Records from a dataset:
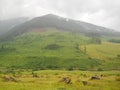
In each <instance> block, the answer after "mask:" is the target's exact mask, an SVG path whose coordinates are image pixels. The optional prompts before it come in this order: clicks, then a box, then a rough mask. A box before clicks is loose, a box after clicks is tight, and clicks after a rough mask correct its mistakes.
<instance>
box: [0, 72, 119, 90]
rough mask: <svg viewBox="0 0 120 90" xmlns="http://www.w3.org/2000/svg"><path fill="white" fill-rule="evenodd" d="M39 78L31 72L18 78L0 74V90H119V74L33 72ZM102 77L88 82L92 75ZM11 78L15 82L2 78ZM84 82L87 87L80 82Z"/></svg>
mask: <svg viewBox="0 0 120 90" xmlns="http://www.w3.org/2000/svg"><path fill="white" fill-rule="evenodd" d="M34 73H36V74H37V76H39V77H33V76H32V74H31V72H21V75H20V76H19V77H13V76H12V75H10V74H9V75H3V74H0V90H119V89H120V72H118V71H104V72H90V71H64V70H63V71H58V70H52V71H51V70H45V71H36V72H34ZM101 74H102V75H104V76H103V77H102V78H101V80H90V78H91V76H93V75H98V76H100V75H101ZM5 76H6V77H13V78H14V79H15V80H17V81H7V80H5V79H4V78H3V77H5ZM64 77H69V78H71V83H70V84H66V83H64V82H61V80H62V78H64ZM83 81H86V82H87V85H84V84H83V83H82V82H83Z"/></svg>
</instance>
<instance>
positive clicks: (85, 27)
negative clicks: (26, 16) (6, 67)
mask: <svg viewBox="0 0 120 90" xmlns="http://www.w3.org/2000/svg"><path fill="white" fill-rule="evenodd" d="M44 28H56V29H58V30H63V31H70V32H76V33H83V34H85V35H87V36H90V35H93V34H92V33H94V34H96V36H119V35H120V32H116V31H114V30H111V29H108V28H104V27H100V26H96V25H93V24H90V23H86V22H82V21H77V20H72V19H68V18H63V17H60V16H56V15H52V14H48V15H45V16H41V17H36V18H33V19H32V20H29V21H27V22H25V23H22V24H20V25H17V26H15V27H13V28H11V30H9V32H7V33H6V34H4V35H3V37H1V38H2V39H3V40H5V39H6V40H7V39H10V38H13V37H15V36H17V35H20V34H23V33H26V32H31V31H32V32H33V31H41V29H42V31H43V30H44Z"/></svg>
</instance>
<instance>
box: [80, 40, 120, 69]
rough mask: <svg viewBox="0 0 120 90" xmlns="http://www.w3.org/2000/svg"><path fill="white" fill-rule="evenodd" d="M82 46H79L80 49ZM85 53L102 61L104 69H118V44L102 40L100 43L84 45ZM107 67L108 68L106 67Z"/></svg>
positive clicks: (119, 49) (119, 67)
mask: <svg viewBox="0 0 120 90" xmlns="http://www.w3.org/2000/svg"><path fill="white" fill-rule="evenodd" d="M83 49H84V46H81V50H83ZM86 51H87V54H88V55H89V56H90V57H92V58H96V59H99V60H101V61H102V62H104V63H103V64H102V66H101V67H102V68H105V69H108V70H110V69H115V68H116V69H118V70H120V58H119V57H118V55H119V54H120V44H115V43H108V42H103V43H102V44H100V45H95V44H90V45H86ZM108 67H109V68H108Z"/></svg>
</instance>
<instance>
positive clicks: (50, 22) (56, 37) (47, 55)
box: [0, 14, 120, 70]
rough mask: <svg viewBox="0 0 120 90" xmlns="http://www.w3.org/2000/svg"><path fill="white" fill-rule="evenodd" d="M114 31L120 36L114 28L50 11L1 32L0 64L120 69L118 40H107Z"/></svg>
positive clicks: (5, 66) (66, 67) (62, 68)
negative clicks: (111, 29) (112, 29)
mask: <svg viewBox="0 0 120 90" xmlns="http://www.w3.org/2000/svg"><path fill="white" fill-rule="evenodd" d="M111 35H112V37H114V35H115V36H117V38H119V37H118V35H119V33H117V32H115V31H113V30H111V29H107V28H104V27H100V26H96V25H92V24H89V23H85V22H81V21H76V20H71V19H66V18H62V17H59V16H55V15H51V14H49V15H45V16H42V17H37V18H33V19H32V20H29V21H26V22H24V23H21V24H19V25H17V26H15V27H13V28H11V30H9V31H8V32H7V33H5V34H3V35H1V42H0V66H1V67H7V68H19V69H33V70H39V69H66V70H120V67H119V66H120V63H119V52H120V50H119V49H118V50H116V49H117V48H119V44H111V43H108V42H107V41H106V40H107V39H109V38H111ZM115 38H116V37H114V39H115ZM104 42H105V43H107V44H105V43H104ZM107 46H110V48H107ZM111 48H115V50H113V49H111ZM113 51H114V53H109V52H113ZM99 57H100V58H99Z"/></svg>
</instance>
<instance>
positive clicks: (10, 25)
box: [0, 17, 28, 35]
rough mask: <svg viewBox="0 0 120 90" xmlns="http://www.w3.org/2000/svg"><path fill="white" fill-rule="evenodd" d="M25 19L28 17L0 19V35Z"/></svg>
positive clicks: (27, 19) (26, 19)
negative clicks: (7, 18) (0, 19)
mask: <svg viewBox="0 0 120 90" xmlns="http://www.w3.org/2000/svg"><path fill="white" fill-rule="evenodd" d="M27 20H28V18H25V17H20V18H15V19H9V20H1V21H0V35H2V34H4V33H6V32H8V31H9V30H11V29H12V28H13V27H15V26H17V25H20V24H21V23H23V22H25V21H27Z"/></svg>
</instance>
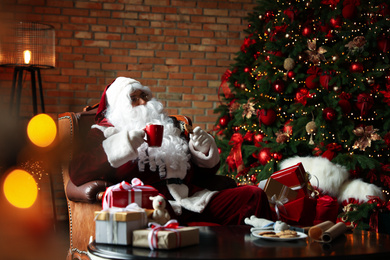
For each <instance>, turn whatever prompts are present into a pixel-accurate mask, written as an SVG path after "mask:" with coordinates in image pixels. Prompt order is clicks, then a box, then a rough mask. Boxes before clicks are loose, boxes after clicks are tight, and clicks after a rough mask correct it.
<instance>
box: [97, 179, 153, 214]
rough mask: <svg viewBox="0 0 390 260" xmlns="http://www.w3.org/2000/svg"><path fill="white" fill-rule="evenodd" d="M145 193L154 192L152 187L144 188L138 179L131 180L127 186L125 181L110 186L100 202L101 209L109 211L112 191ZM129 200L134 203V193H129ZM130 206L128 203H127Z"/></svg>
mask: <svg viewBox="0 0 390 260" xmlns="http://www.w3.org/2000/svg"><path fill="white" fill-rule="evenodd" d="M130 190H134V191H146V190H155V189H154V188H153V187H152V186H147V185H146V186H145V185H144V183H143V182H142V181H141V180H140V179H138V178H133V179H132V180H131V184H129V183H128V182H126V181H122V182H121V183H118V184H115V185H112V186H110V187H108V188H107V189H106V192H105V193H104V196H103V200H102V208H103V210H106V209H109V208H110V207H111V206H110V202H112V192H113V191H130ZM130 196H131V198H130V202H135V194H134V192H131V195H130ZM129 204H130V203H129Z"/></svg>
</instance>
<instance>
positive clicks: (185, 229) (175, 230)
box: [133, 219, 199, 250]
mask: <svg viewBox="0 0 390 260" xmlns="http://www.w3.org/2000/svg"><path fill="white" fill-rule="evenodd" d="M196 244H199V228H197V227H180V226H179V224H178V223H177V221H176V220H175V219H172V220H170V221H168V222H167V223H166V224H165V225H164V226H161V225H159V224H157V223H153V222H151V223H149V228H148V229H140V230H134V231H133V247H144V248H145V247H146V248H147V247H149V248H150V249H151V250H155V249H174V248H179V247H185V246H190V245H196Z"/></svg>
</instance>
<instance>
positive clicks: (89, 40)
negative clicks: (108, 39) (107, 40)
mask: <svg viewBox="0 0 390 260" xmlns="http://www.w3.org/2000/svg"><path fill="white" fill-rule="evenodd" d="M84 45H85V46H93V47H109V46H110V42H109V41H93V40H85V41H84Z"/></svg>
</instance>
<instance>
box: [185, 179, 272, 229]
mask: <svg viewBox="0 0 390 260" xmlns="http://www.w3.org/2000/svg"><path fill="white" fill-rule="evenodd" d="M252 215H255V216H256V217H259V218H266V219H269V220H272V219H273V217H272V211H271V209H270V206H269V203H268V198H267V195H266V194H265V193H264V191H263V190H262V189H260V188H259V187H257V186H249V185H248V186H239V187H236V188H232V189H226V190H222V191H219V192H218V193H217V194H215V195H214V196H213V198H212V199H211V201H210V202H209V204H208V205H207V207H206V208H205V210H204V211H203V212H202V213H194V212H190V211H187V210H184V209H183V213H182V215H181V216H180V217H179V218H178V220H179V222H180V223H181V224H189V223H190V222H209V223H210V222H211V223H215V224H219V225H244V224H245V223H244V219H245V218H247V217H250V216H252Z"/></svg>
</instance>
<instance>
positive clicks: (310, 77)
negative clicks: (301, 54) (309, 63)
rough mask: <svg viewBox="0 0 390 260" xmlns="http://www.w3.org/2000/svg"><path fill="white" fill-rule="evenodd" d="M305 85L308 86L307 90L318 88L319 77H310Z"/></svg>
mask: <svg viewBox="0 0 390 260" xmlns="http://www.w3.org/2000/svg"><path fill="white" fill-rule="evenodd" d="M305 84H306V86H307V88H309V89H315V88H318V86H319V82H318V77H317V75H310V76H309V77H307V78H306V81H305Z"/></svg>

Work instructions:
Go to the line above holding "positive clicks: (119, 49) (119, 67)", then copy exactly each line down to and including the one holding "For each <instance>, turn", leaving pictures out.

The completed task:
positive clicks: (119, 49) (119, 67)
mask: <svg viewBox="0 0 120 90" xmlns="http://www.w3.org/2000/svg"><path fill="white" fill-rule="evenodd" d="M83 49H84V46H81V50H83ZM86 51H87V54H88V55H89V56H90V57H92V58H96V59H99V60H101V61H102V62H104V63H103V64H102V66H101V67H102V68H105V69H108V70H110V69H115V68H116V69H118V70H120V58H119V57H118V55H119V54H120V44H115V43H108V42H103V43H102V44H100V45H95V44H90V45H86ZM108 67H109V68H108Z"/></svg>
</instance>
<instance>
positive clicks: (50, 22) (56, 37) (47, 55)
box: [0, 14, 120, 70]
rough mask: <svg viewBox="0 0 120 90" xmlns="http://www.w3.org/2000/svg"><path fill="white" fill-rule="evenodd" d="M114 31L120 36L114 28L50 11L1 32L0 64L120 69L118 40H107Z"/></svg>
positive clicks: (5, 66) (66, 67) (62, 68)
negative clicks: (111, 29) (112, 29)
mask: <svg viewBox="0 0 120 90" xmlns="http://www.w3.org/2000/svg"><path fill="white" fill-rule="evenodd" d="M111 35H112V37H114V35H115V36H117V38H119V37H118V35H119V33H117V32H115V31H113V30H111V29H107V28H104V27H100V26H96V25H92V24H89V23H85V22H81V21H76V20H71V19H66V18H62V17H59V16H55V15H51V14H49V15H45V16H42V17H37V18H33V19H32V20H29V21H26V22H24V23H21V24H19V25H17V26H15V27H13V28H11V30H9V31H8V32H7V33H5V34H3V35H1V42H0V66H1V67H7V68H19V69H33V70H39V69H66V70H120V67H119V66H120V63H119V52H120V50H119V49H118V50H116V49H117V48H119V44H111V43H108V42H107V41H106V40H107V39H109V38H111ZM115 38H116V37H114V39H115ZM104 42H105V43H107V44H105V43H104ZM107 46H110V48H107ZM111 48H115V50H113V49H111ZM113 51H114V53H109V52H113ZM99 57H100V58H99Z"/></svg>
</instance>
<instance>
positive clicks: (10, 25)
box: [0, 17, 28, 35]
rough mask: <svg viewBox="0 0 120 90" xmlns="http://www.w3.org/2000/svg"><path fill="white" fill-rule="evenodd" d="M25 19L28 17L0 19V35Z"/></svg>
positive clicks: (27, 19) (26, 19)
negative clicks: (7, 18) (0, 19)
mask: <svg viewBox="0 0 120 90" xmlns="http://www.w3.org/2000/svg"><path fill="white" fill-rule="evenodd" d="M27 20H28V18H25V17H20V18H15V19H9V20H1V21H0V35H2V34H4V33H6V32H8V31H9V30H11V29H12V28H13V27H15V26H17V25H20V24H21V23H23V22H25V21H27Z"/></svg>
</instance>
For each <instance>, turn whatever prompts are present into a pixel-accurate mask, written as an SVG path after "mask:" with coordinates in image pixels. Prompt order is clicks, then a box, then a rough mask. Boxes before clicks are loose, boxes after clicks are tight, and clicks after a rough mask correct it.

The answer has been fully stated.